- **WORK REQUIRED**
Name every professional sports league that the hockey news passage below mentions.

- **EXERCISE TEXT**
By mid-February, the National Hockey League had reached a crisis point in its already abbreviated 56-game season. Five teams were down because of the coronavirus, and Commissioner Gary Bettman and his deputy Bill Daly knew there had to be a severe tightening of protocols governing the players or the season would be in jeopardy.
This all came just short of a year after the league had to shut down for what turned out to be four months, joining Major League Baseball and the National Basketball Association. The dubious anniversary of that date is Friday.
“There was no doubt we had a very difficult couple of weeks with the amount of positive tests coming back,” Daly said during Thursday’s joint media conference call with Bettman. “What we’ve confirmed through this process is that we’re dealing with a very contagious virus, easily transmissible if people aren’t taking appropriate precautions.”

- **MATERIAL PROVIDED**
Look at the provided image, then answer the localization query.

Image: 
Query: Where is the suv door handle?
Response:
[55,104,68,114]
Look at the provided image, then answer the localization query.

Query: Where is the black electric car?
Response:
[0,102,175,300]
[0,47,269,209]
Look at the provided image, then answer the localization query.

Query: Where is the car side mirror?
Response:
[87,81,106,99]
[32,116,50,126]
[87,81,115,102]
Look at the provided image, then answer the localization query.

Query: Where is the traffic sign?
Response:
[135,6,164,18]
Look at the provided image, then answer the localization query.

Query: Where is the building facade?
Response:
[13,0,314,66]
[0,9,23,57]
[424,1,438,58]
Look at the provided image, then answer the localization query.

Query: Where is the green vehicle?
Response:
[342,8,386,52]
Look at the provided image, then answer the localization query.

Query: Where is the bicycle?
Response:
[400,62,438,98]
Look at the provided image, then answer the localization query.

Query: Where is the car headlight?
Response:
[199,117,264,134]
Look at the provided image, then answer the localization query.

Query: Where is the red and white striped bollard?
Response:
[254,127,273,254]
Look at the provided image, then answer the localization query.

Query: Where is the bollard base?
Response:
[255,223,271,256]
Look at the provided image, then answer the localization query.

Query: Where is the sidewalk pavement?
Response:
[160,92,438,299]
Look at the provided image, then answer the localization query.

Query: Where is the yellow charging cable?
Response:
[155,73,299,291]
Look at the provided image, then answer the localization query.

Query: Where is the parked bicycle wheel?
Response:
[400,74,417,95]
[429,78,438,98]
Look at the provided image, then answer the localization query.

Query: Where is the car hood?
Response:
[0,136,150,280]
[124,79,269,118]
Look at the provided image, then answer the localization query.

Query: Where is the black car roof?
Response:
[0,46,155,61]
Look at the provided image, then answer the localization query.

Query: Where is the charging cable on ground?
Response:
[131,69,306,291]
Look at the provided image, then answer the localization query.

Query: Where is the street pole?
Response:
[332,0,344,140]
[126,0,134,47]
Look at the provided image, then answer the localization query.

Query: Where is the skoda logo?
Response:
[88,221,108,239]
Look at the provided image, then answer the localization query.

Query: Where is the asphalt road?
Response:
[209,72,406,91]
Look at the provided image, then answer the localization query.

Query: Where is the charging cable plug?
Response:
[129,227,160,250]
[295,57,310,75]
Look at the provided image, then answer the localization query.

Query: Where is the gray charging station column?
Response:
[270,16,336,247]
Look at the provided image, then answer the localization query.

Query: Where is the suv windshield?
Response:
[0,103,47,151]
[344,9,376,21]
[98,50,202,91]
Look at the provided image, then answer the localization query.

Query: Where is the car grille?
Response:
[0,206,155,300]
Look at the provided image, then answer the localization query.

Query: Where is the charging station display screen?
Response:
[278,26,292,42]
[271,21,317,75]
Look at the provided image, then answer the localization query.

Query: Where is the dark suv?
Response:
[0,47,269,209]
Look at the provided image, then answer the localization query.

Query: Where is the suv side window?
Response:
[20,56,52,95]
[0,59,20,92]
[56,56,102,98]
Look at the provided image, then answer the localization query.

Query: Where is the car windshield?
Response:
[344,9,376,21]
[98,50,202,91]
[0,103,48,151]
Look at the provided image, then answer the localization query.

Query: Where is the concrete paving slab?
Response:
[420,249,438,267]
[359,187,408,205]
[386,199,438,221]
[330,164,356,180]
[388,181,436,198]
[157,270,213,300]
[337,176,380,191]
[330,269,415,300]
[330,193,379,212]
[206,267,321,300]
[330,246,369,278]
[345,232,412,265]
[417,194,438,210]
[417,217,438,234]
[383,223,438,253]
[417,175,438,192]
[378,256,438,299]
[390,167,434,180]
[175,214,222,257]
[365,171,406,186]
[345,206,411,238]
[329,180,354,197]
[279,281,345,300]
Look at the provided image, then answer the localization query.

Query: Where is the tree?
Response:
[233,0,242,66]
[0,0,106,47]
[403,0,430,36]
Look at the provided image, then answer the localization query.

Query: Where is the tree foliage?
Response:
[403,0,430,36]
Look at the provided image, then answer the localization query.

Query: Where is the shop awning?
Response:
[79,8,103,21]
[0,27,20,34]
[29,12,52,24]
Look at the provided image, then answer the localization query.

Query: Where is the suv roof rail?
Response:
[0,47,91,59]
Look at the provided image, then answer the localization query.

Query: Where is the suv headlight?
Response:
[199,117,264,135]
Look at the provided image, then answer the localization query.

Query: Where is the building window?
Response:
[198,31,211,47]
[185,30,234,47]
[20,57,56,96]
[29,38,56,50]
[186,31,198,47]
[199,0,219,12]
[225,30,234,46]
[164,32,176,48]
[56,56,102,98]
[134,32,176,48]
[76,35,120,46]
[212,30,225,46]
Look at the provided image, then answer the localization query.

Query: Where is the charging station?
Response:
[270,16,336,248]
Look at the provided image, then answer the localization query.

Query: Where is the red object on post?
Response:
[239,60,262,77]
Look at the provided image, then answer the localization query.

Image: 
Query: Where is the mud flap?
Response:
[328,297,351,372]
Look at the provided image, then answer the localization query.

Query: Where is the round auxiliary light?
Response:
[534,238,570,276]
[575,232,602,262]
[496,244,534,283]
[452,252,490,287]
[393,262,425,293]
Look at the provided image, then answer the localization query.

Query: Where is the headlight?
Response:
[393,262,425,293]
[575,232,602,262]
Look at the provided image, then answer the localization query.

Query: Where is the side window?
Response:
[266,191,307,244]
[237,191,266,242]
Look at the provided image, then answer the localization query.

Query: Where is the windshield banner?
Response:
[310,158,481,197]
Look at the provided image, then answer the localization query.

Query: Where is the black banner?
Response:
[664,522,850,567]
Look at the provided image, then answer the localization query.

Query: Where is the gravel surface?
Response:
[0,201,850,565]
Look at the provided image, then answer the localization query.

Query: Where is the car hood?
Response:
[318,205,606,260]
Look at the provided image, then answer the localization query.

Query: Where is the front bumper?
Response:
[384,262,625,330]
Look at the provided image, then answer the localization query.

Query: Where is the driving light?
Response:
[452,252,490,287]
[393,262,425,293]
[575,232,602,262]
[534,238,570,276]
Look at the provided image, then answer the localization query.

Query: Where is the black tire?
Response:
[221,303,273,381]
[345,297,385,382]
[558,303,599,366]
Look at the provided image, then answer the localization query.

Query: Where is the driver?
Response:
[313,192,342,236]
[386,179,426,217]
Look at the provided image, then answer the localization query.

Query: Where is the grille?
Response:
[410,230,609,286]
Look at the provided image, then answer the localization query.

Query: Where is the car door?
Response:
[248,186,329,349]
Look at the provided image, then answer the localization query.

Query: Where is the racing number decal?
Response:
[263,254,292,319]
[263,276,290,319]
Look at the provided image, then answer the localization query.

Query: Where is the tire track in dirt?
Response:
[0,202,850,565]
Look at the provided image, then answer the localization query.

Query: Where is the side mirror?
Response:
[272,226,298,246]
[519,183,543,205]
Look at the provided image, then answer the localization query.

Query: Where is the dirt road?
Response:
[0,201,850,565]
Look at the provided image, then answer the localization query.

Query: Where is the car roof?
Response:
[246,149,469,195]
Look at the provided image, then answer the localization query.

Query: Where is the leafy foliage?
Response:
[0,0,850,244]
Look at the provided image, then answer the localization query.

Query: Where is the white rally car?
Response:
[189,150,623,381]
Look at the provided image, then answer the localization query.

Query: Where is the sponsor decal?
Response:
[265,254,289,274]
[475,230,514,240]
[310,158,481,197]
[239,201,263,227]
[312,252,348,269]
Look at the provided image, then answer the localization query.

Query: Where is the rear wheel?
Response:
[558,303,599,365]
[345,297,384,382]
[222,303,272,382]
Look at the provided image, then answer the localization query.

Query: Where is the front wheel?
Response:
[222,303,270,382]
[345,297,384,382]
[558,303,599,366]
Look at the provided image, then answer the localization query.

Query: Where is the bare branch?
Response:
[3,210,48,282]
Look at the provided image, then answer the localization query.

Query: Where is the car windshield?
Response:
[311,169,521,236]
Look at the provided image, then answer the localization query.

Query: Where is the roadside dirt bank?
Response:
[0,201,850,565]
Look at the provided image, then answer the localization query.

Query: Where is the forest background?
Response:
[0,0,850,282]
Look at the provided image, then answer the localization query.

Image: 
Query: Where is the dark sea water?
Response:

- **RESPONSE BOX**
National Hockey League, Major League Baseball, National Basketball Association